Aim: All the data should come back exactly as it was given.
----------
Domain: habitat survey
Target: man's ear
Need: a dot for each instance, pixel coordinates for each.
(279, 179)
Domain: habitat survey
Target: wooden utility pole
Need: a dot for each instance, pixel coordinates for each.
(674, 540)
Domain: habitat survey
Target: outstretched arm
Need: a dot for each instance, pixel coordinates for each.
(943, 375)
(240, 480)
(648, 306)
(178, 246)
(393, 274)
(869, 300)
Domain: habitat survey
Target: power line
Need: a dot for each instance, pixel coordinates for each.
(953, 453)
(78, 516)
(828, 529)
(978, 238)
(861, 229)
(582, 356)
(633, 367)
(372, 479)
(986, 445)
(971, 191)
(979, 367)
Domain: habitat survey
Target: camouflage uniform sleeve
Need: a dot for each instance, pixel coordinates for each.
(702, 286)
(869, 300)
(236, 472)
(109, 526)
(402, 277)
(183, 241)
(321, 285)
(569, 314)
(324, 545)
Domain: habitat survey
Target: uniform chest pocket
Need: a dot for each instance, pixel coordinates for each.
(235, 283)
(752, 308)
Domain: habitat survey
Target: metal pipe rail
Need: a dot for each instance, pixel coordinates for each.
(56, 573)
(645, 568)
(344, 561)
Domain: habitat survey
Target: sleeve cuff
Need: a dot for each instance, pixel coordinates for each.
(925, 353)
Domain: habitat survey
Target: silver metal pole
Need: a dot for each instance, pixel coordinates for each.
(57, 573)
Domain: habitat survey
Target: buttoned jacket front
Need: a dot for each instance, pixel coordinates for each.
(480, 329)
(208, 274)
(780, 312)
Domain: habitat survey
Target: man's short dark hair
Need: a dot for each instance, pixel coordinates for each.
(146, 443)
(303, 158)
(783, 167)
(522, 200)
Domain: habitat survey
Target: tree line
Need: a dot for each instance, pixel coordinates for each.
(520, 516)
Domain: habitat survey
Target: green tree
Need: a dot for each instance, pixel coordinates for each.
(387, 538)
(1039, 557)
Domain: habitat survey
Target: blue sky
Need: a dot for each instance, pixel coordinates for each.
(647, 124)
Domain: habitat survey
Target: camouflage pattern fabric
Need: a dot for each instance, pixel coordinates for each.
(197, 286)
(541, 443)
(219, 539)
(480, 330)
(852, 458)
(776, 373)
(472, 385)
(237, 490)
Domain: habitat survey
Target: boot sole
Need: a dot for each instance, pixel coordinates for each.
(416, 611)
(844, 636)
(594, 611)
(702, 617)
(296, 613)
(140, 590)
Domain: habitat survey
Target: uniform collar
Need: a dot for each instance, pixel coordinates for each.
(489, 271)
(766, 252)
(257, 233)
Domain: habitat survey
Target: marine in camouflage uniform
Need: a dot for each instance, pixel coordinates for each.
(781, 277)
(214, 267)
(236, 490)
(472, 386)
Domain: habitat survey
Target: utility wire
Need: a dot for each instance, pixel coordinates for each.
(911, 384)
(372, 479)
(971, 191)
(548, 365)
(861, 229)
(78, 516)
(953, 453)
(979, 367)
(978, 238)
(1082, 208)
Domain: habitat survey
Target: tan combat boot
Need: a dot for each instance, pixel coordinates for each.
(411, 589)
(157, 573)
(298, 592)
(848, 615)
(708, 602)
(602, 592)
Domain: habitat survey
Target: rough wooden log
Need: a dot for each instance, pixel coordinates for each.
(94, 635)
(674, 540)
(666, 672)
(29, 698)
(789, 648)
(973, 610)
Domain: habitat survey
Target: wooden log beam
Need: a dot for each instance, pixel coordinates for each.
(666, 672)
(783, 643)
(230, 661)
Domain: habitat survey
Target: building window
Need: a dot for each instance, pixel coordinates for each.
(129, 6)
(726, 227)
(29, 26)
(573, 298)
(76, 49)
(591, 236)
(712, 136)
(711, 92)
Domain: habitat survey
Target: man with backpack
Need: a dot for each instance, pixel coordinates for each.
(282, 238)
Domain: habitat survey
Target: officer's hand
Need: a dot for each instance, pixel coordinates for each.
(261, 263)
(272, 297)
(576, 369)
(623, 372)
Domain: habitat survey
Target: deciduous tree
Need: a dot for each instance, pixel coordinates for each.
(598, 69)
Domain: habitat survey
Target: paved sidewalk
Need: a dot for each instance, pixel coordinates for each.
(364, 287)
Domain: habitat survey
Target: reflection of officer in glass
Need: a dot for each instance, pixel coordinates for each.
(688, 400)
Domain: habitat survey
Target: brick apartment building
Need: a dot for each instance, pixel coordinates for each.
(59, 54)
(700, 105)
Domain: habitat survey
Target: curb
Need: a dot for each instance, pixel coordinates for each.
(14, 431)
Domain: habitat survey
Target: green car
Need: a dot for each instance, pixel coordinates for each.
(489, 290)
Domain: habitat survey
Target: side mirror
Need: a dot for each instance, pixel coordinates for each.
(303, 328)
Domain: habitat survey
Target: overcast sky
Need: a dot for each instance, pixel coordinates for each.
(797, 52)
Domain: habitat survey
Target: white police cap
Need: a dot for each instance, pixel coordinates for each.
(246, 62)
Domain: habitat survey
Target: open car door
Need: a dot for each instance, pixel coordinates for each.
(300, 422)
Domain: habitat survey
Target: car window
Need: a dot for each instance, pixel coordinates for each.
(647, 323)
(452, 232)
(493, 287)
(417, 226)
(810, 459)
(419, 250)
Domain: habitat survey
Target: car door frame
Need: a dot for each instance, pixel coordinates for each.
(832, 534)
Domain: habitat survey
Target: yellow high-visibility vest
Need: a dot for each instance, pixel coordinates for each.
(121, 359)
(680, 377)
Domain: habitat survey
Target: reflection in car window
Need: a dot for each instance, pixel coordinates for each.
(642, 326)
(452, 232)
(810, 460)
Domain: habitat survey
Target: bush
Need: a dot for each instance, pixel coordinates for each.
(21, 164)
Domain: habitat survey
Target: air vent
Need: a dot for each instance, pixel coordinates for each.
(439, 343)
----------
Expected answer:
Domain: habitat survey
Target: man's ear
Need: a dot for each instance, pixel coordinates for each.
(279, 179)
Domain: habitat survey
Target: wooden utility pole
Need: a dot for each instance, pixel coordinates for each.
(674, 540)
Domain: habitat survey
Target: outstretched arm
Need: a dot for each instance, pixel coordinates for each.
(943, 375)
(240, 480)
(648, 306)
(178, 246)
(393, 274)
(869, 300)
Domain: habitat survey
Target: power line
Need: a dot for each instance, pixel coordinates for each.
(953, 453)
(78, 516)
(828, 529)
(978, 238)
(861, 229)
(582, 356)
(633, 367)
(372, 479)
(986, 445)
(971, 191)
(979, 367)
Domain: habitat survey
Target: camouflage uniform sleeve
Need: a dot for each instance, pixel coordinates for each.
(702, 286)
(869, 300)
(236, 472)
(109, 526)
(402, 277)
(183, 241)
(321, 285)
(569, 314)
(324, 545)
Domain: habitat survey
Target: uniform chest pocket
Need: a dot for each instance, pixel coordinates for each.
(235, 283)
(752, 308)
Domain: habitat survey
Target: metal pipe rail
Need: a dot for each instance, pixel coordinates for each.
(56, 573)
(645, 568)
(344, 561)
Domain: habitat survey
Target: sleeve cuff
Need: a dot for each instance, pixel coordinates for each.
(925, 353)
Domain: habitat survey
Target: silver metal pole
Need: a dot for each instance, pixel coordinates for each.
(57, 573)
Domain: habitat survey
Target: buttoned jacket front
Need: a dot for each instance, pixel coordinates for each.
(480, 329)
(208, 274)
(780, 312)
Domain: habitat survey
Target: man's short dark hair
Need: a dot for each instance, pixel coordinates for each.
(146, 443)
(303, 158)
(783, 167)
(522, 200)
Domain: habitat survey
Target: tree line
Need: a dot for each instance, pixel coordinates for each.
(520, 516)
Domain: habitat survey
Target: green tree
Need: a dot for each instance, pixel coordinates for each.
(387, 538)
(1039, 557)
Domain: habitat survey
Target: blue sky
Need: a dot for each instance, pixel coordinates for each.
(647, 124)
Domain: habitat survey
Target: camouflage pattern fabric
Need: a dot for each instance, pixel coordinates for each.
(197, 286)
(541, 443)
(219, 539)
(480, 330)
(852, 458)
(776, 373)
(472, 385)
(237, 490)
Domain: habitat survey
Target: boot sole
Need: a dot for each instance, pixel coordinates for each.
(416, 611)
(844, 636)
(594, 611)
(702, 617)
(296, 613)
(140, 590)
Domain: habitat survey
Target: uniform collar
Need: a dot for each instance, pixel coordinates for each.
(489, 271)
(766, 252)
(257, 233)
Domain: habitat survey
Target: marine in camouflage uniform
Need: a dot for each instance, pixel coordinates for each.
(781, 277)
(214, 267)
(236, 490)
(472, 386)
Domain: habitat survey
Target: utility wire
Need: a dot for each instance, pixel coordinates for each.
(911, 384)
(372, 479)
(971, 191)
(548, 365)
(861, 229)
(78, 516)
(953, 453)
(979, 367)
(978, 238)
(1082, 208)
Domain: habitat survey
Target: tan combat boot
Need: a dot for each instance, pixel coordinates for each.
(411, 589)
(157, 573)
(298, 592)
(848, 615)
(708, 602)
(602, 592)
Domain: habitat survey
Target: rough wooden log
Need: a dot for each instance, pixel coordinates for each.
(94, 635)
(674, 540)
(666, 672)
(29, 698)
(789, 648)
(973, 610)
Domain: habitat survey
Target: wooden log beam
Need: a dot for each instance, pixel coordinates for each.
(666, 672)
(783, 643)
(230, 661)
Domain: habitat survey
Target: building window
Need: a dot for each instance, pixel coordinates for each.
(129, 6)
(726, 227)
(29, 26)
(573, 298)
(76, 49)
(591, 236)
(712, 136)
(711, 92)
Domain: habitat survey
Target: man with backpack
Need: a dot for each instance, pixel coordinates for each.
(282, 238)
Domain: habitat survey
Target: officer's hand
Need: a dot for each instance, pixel coordinates for each.
(261, 263)
(272, 297)
(576, 369)
(623, 372)
Domain: habitat survey
Target: deciduous tree
Need: a dot for each instance, pixel coordinates for each.
(598, 69)
Domain: habitat survey
Target: paved sidewalk
Need: a dot for each instance, pixel coordinates for each.
(364, 287)
Domain: habitat survey
Target: reflection of officer in glass
Need: a dot for each instance, pixel coordinates for each.
(688, 400)
Domain: habitat survey
Target: brick apartment building
Need: a dot for each instance, pixel coordinates for each.
(59, 54)
(700, 105)
Domain: habitat survey
Target: curb
Need: a dot for each instance, pixel coordinates for each.
(14, 431)
Domain: habitat survey
Target: green car
Need: a dot for each instance, pixel coordinates for each.
(489, 290)
Domain: habitat survey
Target: side mirror
Need: a dot for each instance, pixel coordinates for each.
(303, 328)
Domain: habitat survey
Target: overcast sky
Need: a dot for each instance, pixel coordinates for each.
(797, 52)
Domain: habitat survey
Target: white police cap
Need: a dot for each instance, pixel coordinates for each.
(246, 62)
Domain: habitat survey
Target: open car door
Need: a dot for each instance, pixel coordinates for each.
(300, 422)
Domain: habitat survey
Target: car window
Need: a dot for each instance, pixel coordinates for each.
(647, 323)
(452, 232)
(493, 287)
(417, 226)
(810, 459)
(419, 250)
Domain: habitat survey
Target: car door frame
Need: a dot for each instance, pixel coordinates for each.
(832, 534)
Domain: habitat survey
Target: yellow high-visibility vest
Need: a dot for each instance, pixel coordinates for each.
(121, 359)
(680, 377)
Domain: habitat survey
Target: reflection in car window
Need: a dot for each instance, pixel coordinates for each.
(642, 326)
(452, 232)
(810, 460)
Domain: habitat survey
Target: bush
Need: a dot for each instance, pixel coordinates for each.
(21, 164)
Domain: habitat survey
Target: air vent
Need: a dot for each instance, pixel coordinates for each.
(439, 343)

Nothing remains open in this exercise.